── Task material ──

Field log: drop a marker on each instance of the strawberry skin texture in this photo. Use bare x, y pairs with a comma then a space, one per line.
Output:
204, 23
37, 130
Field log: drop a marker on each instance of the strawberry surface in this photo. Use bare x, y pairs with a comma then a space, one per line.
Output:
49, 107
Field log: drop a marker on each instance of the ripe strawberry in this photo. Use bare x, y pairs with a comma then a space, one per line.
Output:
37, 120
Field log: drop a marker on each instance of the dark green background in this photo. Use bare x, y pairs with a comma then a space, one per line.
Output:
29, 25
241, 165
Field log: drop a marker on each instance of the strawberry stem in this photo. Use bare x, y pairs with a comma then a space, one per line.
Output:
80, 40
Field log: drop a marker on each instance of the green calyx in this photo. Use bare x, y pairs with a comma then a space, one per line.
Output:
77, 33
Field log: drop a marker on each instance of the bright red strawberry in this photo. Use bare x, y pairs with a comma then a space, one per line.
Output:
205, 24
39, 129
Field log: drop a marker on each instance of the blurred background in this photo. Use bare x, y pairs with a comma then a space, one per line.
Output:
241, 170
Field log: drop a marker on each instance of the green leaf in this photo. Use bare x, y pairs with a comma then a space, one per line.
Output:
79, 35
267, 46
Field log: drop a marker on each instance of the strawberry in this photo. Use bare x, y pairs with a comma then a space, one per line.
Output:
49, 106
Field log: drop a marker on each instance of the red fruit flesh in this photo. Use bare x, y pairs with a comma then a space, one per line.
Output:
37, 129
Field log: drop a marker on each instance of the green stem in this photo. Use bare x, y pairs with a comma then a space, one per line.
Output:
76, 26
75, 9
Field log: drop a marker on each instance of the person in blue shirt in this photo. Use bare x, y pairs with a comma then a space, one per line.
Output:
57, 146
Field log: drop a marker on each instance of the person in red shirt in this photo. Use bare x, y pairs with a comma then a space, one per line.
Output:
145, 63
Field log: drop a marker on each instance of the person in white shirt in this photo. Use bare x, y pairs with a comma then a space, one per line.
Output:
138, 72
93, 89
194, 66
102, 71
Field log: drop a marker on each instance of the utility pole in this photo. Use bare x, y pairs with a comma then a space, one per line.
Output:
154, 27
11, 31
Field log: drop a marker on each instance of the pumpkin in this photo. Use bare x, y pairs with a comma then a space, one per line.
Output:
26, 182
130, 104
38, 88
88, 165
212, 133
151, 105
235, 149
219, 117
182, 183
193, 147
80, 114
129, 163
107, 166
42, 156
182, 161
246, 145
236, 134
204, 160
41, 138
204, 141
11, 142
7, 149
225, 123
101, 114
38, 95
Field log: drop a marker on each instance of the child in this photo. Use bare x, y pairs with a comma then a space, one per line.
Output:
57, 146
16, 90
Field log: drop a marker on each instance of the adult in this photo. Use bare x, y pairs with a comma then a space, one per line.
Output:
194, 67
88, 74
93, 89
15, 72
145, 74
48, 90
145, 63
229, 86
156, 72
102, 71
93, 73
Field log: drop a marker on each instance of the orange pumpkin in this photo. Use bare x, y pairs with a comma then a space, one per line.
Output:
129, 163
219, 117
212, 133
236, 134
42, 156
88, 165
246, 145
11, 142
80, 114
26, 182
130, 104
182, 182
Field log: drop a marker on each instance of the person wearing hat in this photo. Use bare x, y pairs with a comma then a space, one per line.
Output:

───

What the exercise asks:
What is needed here is every record above, repeated exactly.

Answer box:
Field log: drop a marker on each instance of the strawberry skin texture in this photo. Use bare x, y pairs with a comma then a space, one per line.
Output:
204, 23
37, 130
Field log: drop a marker on each instance of the strawberry surface in this photo. Use bare x, y pairs with a comma then a space, one per line.
Output:
49, 107
Field log: drop a marker on each instance of the ripe strawberry in this photo. Use bare x, y pairs with a comma then a space, one per line.
Output:
37, 120
Field log: drop a marker on each instance of the dark green background in this photo. Use bare x, y pairs with a comma then a space, one per line.
Output:
29, 25
241, 165
Field log: drop a marker on each instance of the strawberry stem in this photo. Use bare x, y pairs with a comma then a space, one per line.
Output:
80, 40
Field log: drop a marker on each instance of the green calyx in this photo. Use bare x, y pairs with a comma then a space, one per line.
Output:
77, 33
Field log: drop a marker on each instance of the bright red strawberry in this photo. Use bare x, y pairs with a comma then a space, one per line.
Output:
205, 24
39, 129
Field log: drop a marker on each instance of the blurred background in this photo. Use bare x, y pairs with a comma then a space, one per line.
Output:
241, 170
Field log: drop a marker on each instance of the green leaf in this photo. Use bare x, y pairs with a comma then a space, one per line.
Output:
79, 35
267, 46
Field log: drop a marker on each instance of the strawberry in this photo. Use bare x, y pairs with a comma then a space, one per line.
Output:
49, 106
Field log: drop a marker on each instance of the red fruit flesh in this photo. Use bare x, y pairs with a comma then a space, one per line.
Output:
37, 129
Field log: drop a marker on each instance of the green stem in this photo. Use bare x, y pairs with a comma then a space, one per line.
Output:
76, 26
75, 9
Field log: drop a marker on each instance of the person in blue shirt in this photo. Use bare x, y pairs with a comma then a space, one per line.
Output:
57, 146
Field log: drop a marker on each instance of the person in red shirt in this photo. Use bare x, y pairs with a comma then a space, one per line.
Output:
145, 63
Field log: drop a marker on each instance of the person in white shirt in this photo. Use bare x, y pairs with a comma then a space, one per line.
Output:
138, 72
93, 89
194, 66
102, 71
Field log: drop a marker on each instance of the utility pole in this photo. Use bare x, y pairs with a comma then a space, one per line.
Output:
154, 27
11, 31
Field log: drop a marker on each instance of the pumpkin in this photo. Use bare x, y pairs with a comma then a space, one per line.
Output:
26, 182
130, 104
38, 88
88, 165
212, 133
151, 105
235, 149
219, 117
182, 183
193, 147
80, 114
129, 163
107, 166
42, 156
182, 161
246, 145
236, 134
204, 160
41, 138
204, 141
11, 142
7, 149
225, 123
101, 114
38, 95
Field log: drop a marker on each instance of the child in this photo. Use bare x, y pairs with a comma then a space, one per line.
Output:
57, 146
16, 90
Field log: drop a marker on each instance of the adult in this photo. Use bare x, y pairs with a comma then a space, one per line.
Output:
194, 67
88, 74
93, 89
15, 72
145, 74
48, 90
145, 63
229, 86
156, 72
102, 71
93, 73
Field log: drop a marker on each instance of the orange pumpkin in this photo. Use bare x, y pairs with a comma then a space, one per line.
Output:
129, 163
219, 117
212, 133
236, 134
42, 156
88, 165
246, 145
11, 142
80, 114
26, 182
130, 104
182, 182
Field log: drop a marker on each instance of the person wearing hat in this photo. Use bare x, y pairs with a comma then a space, one per line.
Output:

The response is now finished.